-- GIVEN INFORMATION --
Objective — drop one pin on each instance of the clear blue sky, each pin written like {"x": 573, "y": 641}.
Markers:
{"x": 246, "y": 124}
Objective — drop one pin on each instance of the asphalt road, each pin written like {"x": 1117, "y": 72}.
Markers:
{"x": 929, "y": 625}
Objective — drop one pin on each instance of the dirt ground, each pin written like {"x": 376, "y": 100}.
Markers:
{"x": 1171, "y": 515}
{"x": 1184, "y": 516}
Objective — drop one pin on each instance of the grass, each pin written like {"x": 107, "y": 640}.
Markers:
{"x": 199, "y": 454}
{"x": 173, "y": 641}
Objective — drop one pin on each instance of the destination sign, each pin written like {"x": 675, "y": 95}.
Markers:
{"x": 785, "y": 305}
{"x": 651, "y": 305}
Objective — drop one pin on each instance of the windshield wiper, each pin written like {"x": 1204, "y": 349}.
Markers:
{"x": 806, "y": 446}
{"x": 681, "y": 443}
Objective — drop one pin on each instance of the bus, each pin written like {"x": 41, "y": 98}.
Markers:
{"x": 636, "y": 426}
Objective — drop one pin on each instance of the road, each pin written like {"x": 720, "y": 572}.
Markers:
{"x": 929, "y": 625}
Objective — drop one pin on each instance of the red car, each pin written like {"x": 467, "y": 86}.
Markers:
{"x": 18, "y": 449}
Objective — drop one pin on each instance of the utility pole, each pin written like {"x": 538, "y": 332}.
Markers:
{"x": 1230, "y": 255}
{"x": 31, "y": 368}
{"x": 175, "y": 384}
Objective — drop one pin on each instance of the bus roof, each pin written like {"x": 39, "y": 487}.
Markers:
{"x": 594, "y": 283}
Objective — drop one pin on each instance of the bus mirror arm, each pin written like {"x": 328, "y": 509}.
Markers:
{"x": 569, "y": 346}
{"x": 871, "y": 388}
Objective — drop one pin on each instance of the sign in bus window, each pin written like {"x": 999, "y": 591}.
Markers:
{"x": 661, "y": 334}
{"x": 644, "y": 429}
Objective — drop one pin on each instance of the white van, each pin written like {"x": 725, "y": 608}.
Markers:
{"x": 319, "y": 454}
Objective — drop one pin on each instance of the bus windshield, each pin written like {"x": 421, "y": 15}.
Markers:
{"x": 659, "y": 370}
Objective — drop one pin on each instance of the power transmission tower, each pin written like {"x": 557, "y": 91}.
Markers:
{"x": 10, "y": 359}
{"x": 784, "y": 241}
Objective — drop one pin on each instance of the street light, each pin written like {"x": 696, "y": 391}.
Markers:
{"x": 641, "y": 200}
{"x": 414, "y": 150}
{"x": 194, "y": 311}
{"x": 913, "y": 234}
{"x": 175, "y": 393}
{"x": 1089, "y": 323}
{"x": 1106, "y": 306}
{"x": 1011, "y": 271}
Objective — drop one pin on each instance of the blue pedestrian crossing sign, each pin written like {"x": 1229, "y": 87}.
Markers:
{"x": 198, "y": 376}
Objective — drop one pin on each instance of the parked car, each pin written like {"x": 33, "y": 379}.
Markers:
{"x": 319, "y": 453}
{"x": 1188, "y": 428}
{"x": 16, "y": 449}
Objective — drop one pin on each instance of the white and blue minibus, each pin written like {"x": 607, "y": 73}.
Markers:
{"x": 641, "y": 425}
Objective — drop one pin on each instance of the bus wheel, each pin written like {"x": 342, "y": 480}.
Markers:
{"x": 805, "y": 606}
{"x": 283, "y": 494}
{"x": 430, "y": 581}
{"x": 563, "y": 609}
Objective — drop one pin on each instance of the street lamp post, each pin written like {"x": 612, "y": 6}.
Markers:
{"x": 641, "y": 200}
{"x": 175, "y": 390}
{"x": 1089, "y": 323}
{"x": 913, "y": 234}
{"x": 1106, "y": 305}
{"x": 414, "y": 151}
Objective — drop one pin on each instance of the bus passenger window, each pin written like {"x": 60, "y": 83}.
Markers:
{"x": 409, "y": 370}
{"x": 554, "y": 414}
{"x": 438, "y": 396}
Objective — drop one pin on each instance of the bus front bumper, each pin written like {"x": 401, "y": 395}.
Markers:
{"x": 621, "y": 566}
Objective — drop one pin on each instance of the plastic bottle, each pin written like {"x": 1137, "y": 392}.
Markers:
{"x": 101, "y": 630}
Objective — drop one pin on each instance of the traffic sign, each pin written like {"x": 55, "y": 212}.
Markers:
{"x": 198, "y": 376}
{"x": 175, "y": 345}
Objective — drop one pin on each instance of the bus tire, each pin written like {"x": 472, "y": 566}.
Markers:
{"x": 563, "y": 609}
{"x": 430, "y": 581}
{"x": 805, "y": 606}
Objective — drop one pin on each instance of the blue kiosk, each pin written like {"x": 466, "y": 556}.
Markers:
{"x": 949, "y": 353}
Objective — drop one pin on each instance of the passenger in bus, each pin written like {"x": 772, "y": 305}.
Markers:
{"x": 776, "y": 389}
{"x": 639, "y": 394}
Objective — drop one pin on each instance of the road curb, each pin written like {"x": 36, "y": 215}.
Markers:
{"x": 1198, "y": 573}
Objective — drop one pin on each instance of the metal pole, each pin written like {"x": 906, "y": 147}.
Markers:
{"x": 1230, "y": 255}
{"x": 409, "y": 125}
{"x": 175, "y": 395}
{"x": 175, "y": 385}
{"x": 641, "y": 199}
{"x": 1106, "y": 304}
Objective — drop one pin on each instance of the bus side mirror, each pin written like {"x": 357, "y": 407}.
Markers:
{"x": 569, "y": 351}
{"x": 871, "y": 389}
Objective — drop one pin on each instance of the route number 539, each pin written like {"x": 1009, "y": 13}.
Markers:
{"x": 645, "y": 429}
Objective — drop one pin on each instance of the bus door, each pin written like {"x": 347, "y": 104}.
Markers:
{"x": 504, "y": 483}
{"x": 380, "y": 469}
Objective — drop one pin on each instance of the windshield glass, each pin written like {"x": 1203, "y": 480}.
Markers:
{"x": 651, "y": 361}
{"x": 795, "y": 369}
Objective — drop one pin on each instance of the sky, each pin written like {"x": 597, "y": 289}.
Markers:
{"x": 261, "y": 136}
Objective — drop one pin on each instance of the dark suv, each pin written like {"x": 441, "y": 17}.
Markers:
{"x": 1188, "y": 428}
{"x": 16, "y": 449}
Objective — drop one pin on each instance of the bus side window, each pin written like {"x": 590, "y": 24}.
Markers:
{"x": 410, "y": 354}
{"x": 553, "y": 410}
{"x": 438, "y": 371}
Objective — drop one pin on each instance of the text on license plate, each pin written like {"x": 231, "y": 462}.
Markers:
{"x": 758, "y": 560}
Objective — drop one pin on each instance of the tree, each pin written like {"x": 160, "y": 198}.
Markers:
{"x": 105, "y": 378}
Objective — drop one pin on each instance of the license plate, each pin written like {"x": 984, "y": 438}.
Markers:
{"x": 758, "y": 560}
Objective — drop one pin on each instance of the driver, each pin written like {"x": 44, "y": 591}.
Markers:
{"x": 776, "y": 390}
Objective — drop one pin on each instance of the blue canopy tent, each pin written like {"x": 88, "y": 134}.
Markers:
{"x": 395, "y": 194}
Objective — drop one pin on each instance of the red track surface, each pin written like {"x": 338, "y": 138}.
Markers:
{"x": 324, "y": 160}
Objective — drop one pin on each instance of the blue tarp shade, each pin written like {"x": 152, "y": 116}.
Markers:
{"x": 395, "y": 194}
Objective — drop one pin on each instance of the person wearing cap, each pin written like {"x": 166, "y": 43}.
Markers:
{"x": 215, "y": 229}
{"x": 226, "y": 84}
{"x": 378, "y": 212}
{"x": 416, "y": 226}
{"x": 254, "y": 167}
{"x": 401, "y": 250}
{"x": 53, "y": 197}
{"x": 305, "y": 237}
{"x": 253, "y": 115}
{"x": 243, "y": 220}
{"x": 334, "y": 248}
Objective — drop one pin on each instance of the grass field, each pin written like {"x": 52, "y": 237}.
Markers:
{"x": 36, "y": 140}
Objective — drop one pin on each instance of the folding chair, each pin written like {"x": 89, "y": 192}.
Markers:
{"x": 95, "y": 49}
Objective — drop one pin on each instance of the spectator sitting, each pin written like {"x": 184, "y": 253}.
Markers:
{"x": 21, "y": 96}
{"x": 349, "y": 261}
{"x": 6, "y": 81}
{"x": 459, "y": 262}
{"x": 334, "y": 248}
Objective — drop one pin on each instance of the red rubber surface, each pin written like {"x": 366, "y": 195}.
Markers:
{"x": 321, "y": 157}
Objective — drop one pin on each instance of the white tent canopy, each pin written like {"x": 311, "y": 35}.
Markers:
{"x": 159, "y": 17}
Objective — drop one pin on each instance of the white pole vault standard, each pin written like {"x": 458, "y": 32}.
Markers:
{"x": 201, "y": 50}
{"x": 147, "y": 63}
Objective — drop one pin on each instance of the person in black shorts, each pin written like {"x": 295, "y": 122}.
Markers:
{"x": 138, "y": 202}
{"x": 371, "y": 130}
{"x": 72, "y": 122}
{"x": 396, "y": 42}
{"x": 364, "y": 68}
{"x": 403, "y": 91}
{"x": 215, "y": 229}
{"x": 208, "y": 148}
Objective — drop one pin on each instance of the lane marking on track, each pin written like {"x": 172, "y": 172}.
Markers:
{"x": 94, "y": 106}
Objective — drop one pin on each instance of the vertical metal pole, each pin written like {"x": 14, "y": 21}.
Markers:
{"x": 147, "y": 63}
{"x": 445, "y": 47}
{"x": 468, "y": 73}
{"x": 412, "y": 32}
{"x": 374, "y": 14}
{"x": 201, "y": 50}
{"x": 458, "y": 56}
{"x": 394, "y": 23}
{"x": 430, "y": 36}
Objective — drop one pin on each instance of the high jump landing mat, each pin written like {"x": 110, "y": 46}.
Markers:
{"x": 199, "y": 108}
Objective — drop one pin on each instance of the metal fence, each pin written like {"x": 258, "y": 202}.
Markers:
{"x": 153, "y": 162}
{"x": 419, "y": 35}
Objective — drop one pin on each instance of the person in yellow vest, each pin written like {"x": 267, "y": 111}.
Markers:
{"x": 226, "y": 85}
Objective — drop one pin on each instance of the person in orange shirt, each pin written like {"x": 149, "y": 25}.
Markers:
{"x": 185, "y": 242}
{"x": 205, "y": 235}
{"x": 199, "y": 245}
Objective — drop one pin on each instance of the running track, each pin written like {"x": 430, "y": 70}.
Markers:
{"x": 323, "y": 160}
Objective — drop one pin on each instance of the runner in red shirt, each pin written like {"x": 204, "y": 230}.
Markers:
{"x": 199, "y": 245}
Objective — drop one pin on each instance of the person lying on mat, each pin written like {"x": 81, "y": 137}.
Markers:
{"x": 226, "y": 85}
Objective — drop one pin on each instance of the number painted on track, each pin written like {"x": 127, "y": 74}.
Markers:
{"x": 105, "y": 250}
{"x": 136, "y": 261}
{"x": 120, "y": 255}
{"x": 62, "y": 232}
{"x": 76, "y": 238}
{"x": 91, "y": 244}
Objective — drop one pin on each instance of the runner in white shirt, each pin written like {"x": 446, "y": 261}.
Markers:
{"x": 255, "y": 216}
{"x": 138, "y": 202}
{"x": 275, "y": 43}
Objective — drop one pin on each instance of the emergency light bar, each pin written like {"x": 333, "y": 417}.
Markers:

-- WHAT YOU WILL DO --
Reproduce the records above line by line, without any change, up to and including the line that holds "Objective — drop one pin on each instance of the asphalt".

-- ANSWER TO THE PROBLEM --
Objective — drop one pin on each instance of the clear blue sky, each pin written like {"x": 573, "y": 641}.
Markers:
{"x": 246, "y": 124}
Objective — drop one pin on each instance of the asphalt road, each pin written like {"x": 1117, "y": 72}.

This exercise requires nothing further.